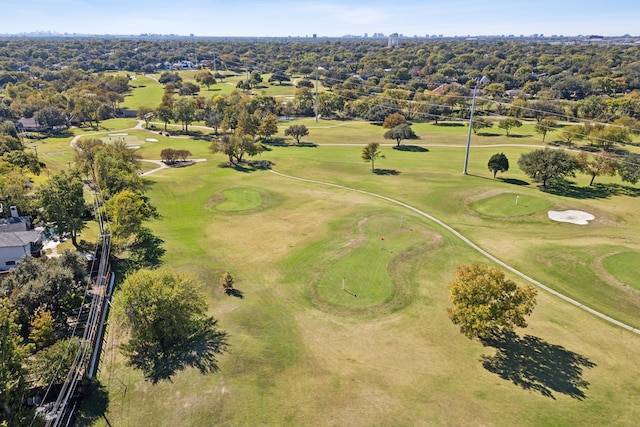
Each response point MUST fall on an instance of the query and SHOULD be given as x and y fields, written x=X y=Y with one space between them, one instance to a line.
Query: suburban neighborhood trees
x=486 y=303
x=166 y=316
x=370 y=153
x=480 y=123
x=62 y=203
x=498 y=163
x=603 y=163
x=399 y=133
x=508 y=124
x=297 y=132
x=545 y=165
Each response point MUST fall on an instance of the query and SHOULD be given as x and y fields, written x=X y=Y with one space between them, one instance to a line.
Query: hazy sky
x=324 y=18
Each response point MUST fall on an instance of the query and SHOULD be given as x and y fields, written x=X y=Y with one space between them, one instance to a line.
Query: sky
x=331 y=18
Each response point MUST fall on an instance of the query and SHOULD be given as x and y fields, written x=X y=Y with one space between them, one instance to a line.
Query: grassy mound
x=239 y=199
x=625 y=267
x=508 y=205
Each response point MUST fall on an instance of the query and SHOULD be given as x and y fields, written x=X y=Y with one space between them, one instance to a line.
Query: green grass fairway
x=625 y=267
x=506 y=205
x=305 y=352
x=239 y=199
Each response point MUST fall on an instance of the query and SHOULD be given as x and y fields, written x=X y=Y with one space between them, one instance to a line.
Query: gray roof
****
## TASK STATEMENT
Every line from the one containing "Query: grassy mound" through the last line above should be retyped exactly; no other lines are wanted.

## FINISHED EXERCISE
Query: grassy mound
x=239 y=199
x=625 y=267
x=508 y=205
Each response point MUST fall on an instance of the query and SHOULD be given as x and y fields, written x=X y=Y with one space between them, one instance to a line.
Query: green grass fairway
x=625 y=267
x=506 y=205
x=305 y=352
x=239 y=199
Each response point MUST fall on an instance of the query and SHOULD be given as x and y fields, written x=X y=Y with one space between them, one instance to a line.
Query: gray roof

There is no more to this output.